#### STATED GOAL:
Please quote every one of the following rows word for word, keeping them in the order given.

#### EXTRACTED INFORMATION:

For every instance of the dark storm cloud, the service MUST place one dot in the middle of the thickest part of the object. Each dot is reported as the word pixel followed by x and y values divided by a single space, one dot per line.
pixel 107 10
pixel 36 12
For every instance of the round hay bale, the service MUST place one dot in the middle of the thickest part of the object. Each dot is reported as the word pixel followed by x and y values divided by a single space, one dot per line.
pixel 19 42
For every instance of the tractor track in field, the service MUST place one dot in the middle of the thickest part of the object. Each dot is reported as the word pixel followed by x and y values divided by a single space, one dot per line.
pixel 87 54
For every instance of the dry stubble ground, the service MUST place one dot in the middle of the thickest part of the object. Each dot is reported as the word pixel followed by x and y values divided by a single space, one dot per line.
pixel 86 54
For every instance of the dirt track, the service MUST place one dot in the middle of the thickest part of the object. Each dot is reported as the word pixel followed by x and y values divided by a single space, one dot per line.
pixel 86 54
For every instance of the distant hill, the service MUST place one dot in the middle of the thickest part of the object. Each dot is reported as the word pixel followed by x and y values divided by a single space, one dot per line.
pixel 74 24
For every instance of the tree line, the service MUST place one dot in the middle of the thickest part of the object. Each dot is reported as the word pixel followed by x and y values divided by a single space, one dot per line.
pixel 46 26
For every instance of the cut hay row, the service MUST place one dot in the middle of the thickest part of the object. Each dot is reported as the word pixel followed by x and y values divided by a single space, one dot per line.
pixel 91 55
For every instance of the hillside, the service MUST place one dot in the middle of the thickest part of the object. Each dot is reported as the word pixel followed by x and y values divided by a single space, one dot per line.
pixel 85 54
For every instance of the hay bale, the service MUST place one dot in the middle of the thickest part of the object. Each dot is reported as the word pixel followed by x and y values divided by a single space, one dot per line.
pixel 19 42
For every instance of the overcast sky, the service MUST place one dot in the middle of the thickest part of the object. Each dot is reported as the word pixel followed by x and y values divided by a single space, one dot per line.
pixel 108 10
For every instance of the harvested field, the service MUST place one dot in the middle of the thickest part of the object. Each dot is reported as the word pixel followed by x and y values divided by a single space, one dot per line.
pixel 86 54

#### RESPONSE TO THE TASK:
For every instance of the dark storm cloud, the service MUST place one dot in the middle of the thickest part of the object. Each dot is reported as the word pixel followed by x and y values divided by a single space, one dot per line.
pixel 107 10
pixel 36 12
For every instance of the round hay bale, the service MUST place one dot in the middle of the thickest part of the object. Each dot is reported as the word pixel followed by x and y values divided by a single space, one dot per line.
pixel 19 42
For every instance of the tractor track in field, the service MUST place one dot in the middle of the thickest part of the object. Each dot is reported as the word pixel followed by x and y values divided by a single space, one dot per line.
pixel 87 54
For every instance of the dry stubble ground, the service MUST place one dot in the middle of the thickest part of the object. Each dot is reported as the word pixel followed by x and y values divided by a single space, one dot per line.
pixel 86 54
For every instance of the dirt track, the service MUST place one dot in the middle of the thickest part of the object. Each dot is reported as the word pixel followed by x and y values divided by a single space, one dot per line.
pixel 86 54
For every instance of the distant hill, the service MUST place one dot in the middle of the thickest part of the object. Each dot is reported as the word pixel followed by x and y values divided by a single space, one dot per line.
pixel 74 24
For every instance of the tree line, the service MUST place one dot in the middle of the thickest part of the object. Each dot is reported as the word pixel followed by x and y values divided by a single space, one dot per line.
pixel 46 26
For every instance of the cut hay row, the service MUST place one dot in the middle of the thickest part of the object. Each dot is reported as the word pixel followed by x and y values divided by a single space, one dot per line.
pixel 91 55
For every instance of the hillside, the service MUST place one dot in the middle of the thickest part of the object. Each dot is reported as the word pixel followed by x and y values divided by a single space, one dot per line.
pixel 85 54
For every instance of the hay bale, the service MUST place one dot in the middle of the thickest part of the object. Each dot is reported as the word pixel followed by x and y values divided by a single space, one dot per line.
pixel 19 42
For every instance of the overcast sky, the service MUST place one dot in the middle of the thickest part of the object. Each dot is reported as the word pixel followed by x and y values divided by a single space, one dot per line.
pixel 108 10
For every instance of the harvested field, the service MUST place one dot in the middle of the thickest part of the object. Each dot is reported as the word pixel followed by x and y values divided by a single space, one dot per line.
pixel 86 54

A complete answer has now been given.